→ **Exercise prompt**
Your task is to filter the entries and copy every line containing the string "knit".

**** Material supplied

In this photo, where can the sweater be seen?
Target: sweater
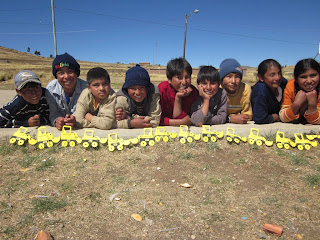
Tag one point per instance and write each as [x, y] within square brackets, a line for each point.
[104, 114]
[286, 114]
[264, 102]
[17, 112]
[57, 100]
[167, 98]
[217, 113]
[153, 108]
[239, 102]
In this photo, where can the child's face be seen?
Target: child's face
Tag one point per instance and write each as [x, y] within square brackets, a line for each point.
[137, 93]
[67, 78]
[179, 83]
[231, 82]
[209, 88]
[99, 88]
[31, 94]
[309, 80]
[272, 78]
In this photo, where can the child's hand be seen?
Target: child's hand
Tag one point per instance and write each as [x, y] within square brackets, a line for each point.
[140, 122]
[121, 114]
[34, 121]
[239, 118]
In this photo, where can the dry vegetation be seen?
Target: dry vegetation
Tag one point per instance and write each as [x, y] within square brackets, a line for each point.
[12, 61]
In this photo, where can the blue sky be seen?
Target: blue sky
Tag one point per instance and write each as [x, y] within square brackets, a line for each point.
[153, 31]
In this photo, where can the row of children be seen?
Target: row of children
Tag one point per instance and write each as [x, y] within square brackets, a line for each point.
[221, 97]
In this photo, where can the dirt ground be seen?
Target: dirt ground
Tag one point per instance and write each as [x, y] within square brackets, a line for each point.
[77, 193]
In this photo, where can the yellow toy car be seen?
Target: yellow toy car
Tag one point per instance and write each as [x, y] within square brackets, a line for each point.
[161, 134]
[208, 134]
[255, 138]
[231, 137]
[69, 137]
[21, 136]
[45, 139]
[282, 141]
[186, 136]
[89, 139]
[302, 143]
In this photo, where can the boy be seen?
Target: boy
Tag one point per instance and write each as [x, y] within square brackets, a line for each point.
[95, 106]
[177, 94]
[138, 101]
[29, 108]
[211, 106]
[64, 91]
[238, 93]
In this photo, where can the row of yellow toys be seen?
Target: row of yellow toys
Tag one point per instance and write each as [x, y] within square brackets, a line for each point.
[148, 138]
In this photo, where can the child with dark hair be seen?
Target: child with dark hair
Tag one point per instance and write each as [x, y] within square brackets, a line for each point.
[29, 108]
[211, 105]
[96, 104]
[238, 92]
[64, 91]
[177, 94]
[267, 93]
[301, 99]
[138, 101]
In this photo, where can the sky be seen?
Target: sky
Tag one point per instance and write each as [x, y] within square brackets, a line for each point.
[153, 31]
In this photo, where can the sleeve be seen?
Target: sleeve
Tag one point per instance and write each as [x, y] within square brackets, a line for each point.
[106, 115]
[155, 110]
[54, 109]
[260, 110]
[221, 115]
[246, 104]
[121, 102]
[81, 110]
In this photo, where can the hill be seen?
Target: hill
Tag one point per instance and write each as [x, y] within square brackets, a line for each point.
[13, 61]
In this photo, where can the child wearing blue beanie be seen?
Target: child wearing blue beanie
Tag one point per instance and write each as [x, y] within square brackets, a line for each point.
[138, 101]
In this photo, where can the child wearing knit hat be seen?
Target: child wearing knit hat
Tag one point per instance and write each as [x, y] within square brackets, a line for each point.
[238, 93]
[96, 104]
[64, 91]
[138, 101]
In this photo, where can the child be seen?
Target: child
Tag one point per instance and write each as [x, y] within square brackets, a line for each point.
[177, 94]
[64, 91]
[211, 106]
[238, 93]
[301, 99]
[138, 101]
[95, 106]
[29, 108]
[267, 93]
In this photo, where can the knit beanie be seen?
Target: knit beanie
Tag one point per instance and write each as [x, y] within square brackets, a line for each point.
[136, 76]
[230, 65]
[65, 60]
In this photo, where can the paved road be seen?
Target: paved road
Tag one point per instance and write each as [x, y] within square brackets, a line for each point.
[242, 130]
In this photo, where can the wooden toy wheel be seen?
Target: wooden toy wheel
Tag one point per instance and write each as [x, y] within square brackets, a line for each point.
[280, 145]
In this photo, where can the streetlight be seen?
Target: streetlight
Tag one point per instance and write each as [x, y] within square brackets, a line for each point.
[185, 31]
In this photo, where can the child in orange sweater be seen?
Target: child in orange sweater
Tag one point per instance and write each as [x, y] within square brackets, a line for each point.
[301, 99]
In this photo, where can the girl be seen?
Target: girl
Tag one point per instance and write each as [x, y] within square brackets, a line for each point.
[301, 100]
[267, 93]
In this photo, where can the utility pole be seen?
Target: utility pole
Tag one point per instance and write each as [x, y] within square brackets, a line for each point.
[54, 29]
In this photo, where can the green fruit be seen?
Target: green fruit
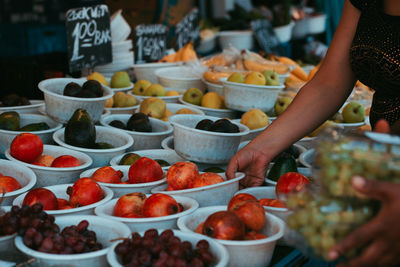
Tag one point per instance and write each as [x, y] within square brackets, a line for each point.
[283, 164]
[80, 130]
[129, 159]
[9, 121]
[41, 126]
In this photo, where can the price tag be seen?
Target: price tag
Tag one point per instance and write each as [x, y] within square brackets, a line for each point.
[88, 37]
[150, 42]
[188, 29]
[266, 37]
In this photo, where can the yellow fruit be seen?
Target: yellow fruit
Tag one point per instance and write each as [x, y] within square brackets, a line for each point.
[211, 100]
[185, 111]
[98, 77]
[254, 119]
[172, 93]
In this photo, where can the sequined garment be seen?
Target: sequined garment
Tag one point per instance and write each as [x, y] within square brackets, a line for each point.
[375, 58]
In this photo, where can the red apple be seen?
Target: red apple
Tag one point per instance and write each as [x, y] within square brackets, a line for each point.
[159, 204]
[145, 170]
[107, 175]
[44, 160]
[43, 196]
[26, 147]
[66, 161]
[207, 178]
[224, 225]
[181, 175]
[8, 184]
[252, 214]
[238, 199]
[130, 205]
[85, 191]
[291, 182]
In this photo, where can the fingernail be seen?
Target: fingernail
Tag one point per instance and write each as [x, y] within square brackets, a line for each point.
[358, 181]
[333, 255]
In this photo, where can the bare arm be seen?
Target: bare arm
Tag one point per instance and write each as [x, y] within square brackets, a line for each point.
[314, 103]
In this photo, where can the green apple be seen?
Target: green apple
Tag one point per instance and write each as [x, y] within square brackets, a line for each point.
[353, 112]
[255, 78]
[140, 87]
[271, 78]
[155, 90]
[120, 79]
[193, 96]
[236, 77]
[281, 104]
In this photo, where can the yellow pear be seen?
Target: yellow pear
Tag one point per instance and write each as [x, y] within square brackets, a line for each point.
[98, 77]
[254, 119]
[211, 100]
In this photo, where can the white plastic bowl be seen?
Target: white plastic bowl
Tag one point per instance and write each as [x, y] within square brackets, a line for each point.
[204, 146]
[61, 108]
[219, 252]
[211, 195]
[25, 177]
[31, 109]
[169, 156]
[47, 176]
[46, 136]
[243, 97]
[179, 78]
[143, 224]
[220, 113]
[255, 253]
[307, 158]
[60, 191]
[106, 230]
[120, 140]
[167, 99]
[147, 71]
[143, 140]
[123, 189]
[238, 39]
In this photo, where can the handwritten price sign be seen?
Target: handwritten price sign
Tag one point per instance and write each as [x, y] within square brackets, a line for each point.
[88, 37]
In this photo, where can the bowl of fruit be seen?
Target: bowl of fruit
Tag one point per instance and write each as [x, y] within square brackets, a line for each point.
[164, 157]
[141, 176]
[64, 95]
[82, 197]
[51, 164]
[254, 248]
[203, 251]
[12, 124]
[95, 235]
[211, 103]
[15, 180]
[142, 212]
[255, 90]
[219, 138]
[144, 89]
[122, 103]
[184, 179]
[98, 142]
[13, 102]
[147, 132]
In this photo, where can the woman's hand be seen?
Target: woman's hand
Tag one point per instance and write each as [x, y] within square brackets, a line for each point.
[253, 162]
[380, 237]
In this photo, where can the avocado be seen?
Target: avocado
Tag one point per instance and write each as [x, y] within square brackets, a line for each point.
[41, 126]
[283, 164]
[80, 130]
[9, 121]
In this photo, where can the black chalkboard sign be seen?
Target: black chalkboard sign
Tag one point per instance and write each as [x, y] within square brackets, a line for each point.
[266, 37]
[88, 37]
[150, 42]
[188, 29]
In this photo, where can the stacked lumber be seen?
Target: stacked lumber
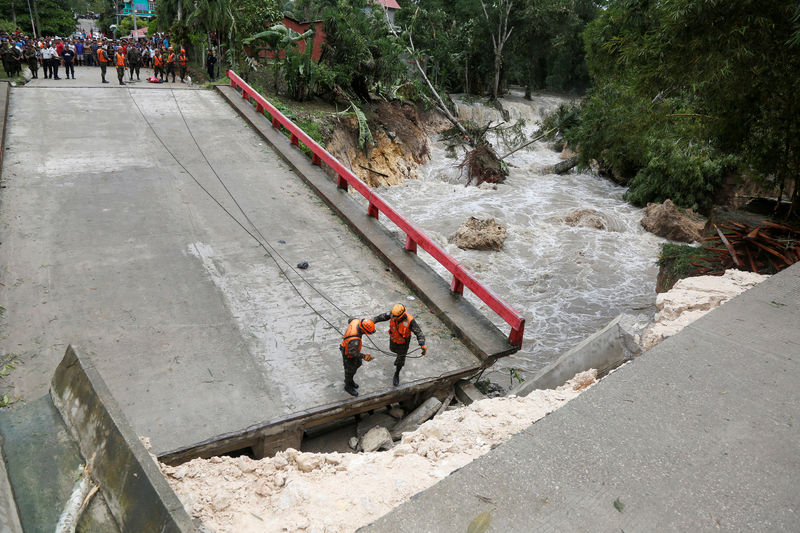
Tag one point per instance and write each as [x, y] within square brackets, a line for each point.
[764, 249]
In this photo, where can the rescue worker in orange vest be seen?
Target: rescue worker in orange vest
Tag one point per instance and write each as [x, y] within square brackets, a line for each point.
[351, 351]
[102, 58]
[182, 59]
[401, 325]
[120, 63]
[171, 65]
[158, 65]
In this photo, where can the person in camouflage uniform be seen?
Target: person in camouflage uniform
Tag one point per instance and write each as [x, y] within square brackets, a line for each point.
[33, 62]
[134, 57]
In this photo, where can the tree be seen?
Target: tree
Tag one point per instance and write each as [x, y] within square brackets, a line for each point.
[501, 11]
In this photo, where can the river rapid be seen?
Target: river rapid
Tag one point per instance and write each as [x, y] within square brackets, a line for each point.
[567, 282]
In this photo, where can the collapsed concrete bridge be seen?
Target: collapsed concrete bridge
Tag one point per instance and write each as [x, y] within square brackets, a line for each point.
[151, 228]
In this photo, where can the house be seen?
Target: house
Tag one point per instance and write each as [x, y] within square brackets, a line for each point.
[143, 8]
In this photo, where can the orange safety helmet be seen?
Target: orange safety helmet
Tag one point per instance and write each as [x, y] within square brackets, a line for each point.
[368, 326]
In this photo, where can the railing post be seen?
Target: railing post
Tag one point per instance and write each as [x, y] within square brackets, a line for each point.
[372, 210]
[411, 244]
[515, 337]
[456, 285]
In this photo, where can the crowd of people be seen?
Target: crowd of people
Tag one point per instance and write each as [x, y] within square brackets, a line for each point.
[124, 55]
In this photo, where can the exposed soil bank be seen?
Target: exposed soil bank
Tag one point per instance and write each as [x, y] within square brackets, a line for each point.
[336, 492]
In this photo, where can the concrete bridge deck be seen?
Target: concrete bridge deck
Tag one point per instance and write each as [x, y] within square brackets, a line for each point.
[700, 433]
[109, 244]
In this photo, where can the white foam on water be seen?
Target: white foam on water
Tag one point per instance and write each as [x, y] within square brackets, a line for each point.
[567, 282]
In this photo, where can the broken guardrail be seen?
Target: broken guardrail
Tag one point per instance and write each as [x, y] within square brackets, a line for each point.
[414, 236]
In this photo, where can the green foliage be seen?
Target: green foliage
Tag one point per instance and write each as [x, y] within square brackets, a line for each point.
[361, 54]
[676, 261]
[687, 90]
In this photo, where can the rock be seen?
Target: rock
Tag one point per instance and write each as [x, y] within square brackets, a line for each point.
[375, 420]
[308, 462]
[665, 220]
[419, 415]
[588, 218]
[476, 234]
[376, 438]
[396, 412]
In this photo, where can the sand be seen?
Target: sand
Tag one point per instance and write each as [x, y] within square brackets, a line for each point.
[336, 492]
[691, 298]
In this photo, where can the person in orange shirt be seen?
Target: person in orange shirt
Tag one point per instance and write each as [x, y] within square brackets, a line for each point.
[158, 65]
[120, 63]
[182, 61]
[103, 59]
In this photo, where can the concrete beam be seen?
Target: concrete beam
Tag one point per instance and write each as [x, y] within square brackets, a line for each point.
[137, 494]
[603, 350]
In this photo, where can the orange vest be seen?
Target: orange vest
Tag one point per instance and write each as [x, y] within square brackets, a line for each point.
[352, 332]
[400, 332]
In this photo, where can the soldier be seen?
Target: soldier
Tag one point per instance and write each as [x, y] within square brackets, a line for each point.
[182, 60]
[134, 57]
[33, 62]
[171, 64]
[401, 326]
[351, 351]
[158, 64]
[102, 60]
[119, 62]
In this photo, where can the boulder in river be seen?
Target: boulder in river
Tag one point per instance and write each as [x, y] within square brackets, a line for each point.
[477, 234]
[588, 218]
[665, 220]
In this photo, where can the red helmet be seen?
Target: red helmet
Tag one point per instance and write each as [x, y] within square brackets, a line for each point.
[367, 326]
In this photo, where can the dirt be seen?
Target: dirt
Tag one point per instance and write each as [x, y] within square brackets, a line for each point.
[477, 234]
[665, 220]
[693, 297]
[400, 132]
[340, 492]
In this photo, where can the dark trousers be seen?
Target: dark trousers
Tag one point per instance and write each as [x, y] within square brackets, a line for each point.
[400, 350]
[351, 366]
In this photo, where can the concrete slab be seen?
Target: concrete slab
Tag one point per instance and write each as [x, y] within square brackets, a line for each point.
[701, 433]
[42, 463]
[109, 244]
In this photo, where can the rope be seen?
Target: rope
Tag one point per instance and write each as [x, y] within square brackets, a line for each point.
[260, 239]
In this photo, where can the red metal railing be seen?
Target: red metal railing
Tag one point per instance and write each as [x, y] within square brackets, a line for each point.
[414, 236]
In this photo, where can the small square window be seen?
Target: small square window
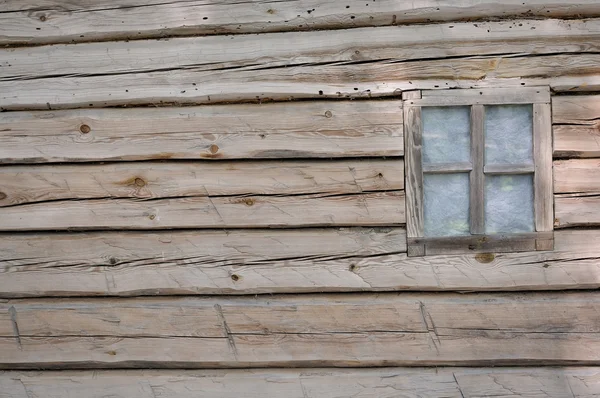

********

→ **Task answer**
In this photo, where can the child wearing knit hat be seen?
Target: child wearing knit hat
In this photo, where can the knit beanie be seen?
Target: knit beanie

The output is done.